> _ABOUT THIS EXERCISE_:
Omit the pictures and copy the entries exactly.

(Stored items)
◆ ◆ ◆

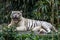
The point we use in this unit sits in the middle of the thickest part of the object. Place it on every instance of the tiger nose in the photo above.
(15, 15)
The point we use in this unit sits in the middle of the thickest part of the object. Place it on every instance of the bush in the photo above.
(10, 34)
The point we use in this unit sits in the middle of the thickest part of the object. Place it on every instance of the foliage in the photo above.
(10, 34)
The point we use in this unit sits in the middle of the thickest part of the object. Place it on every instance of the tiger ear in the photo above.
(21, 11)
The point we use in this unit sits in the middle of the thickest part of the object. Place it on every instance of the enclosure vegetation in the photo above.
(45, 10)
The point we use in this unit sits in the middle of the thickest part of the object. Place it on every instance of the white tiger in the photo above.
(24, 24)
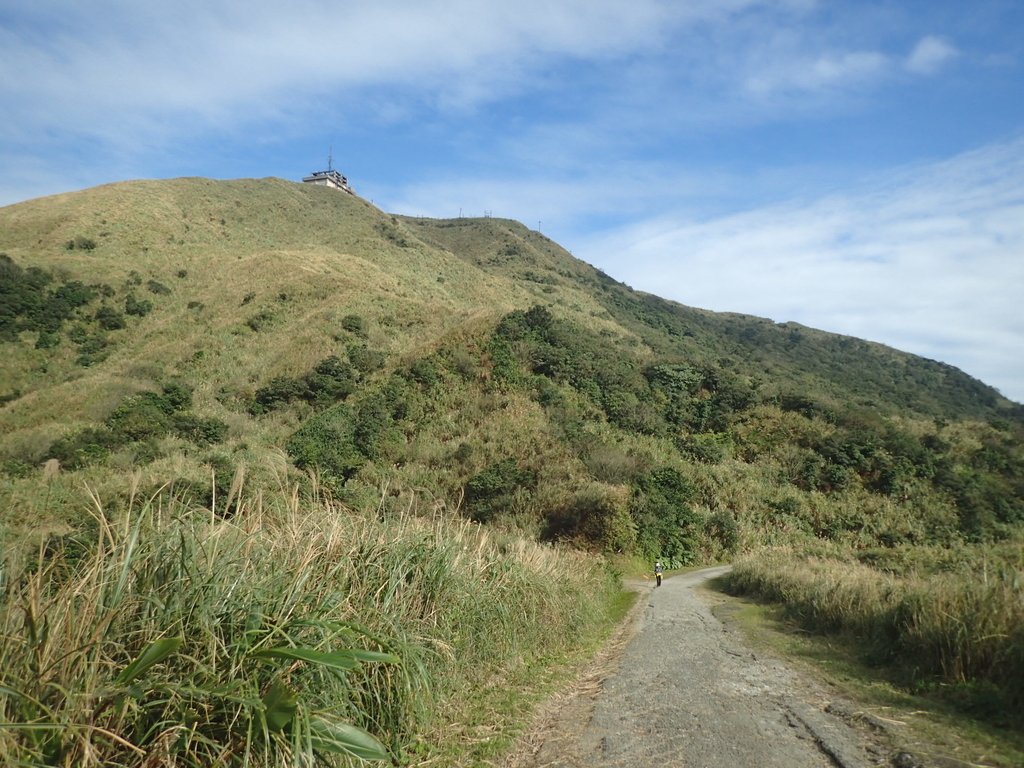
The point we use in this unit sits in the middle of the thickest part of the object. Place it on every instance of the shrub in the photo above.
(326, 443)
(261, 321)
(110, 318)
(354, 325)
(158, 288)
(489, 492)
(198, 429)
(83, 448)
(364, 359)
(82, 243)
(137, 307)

◆ ◆ ◆

> _EXERCISE SOLUTION_:
The point we use in this unit sits in the middle of the thickest part of the object. Place it on every instance of the tiger nose in the photo above.
(15, 15)
The point we use in this unit sits in the middle of the thickest part of the object. Place it on every instance of the bush in the photo above.
(10, 34)
The point we use in this unit sits in the middle of the thickest part of the object. Place it on every instance of the foliage in the photo above.
(10, 34)
The point we use in this unit sits in the middle of the thickest part of the object. Place it on every instance of the tiger ear in the photo above.
(21, 11)
The point we use in this unit sits in the middle of the thickest part of the object. Place it on every instance of the enclosure vegetation in the photo above.
(45, 10)
The point we use in this unit sits in the middle of the thickest part of the object. Place it on every instance of the white tiger in the photo above.
(24, 24)
The point we use in this unit sits in the middle of the thickest part of the object. Place it on every instance of the shrub in the photo above.
(326, 443)
(261, 321)
(110, 318)
(354, 325)
(158, 288)
(489, 492)
(198, 429)
(83, 448)
(364, 359)
(82, 243)
(137, 307)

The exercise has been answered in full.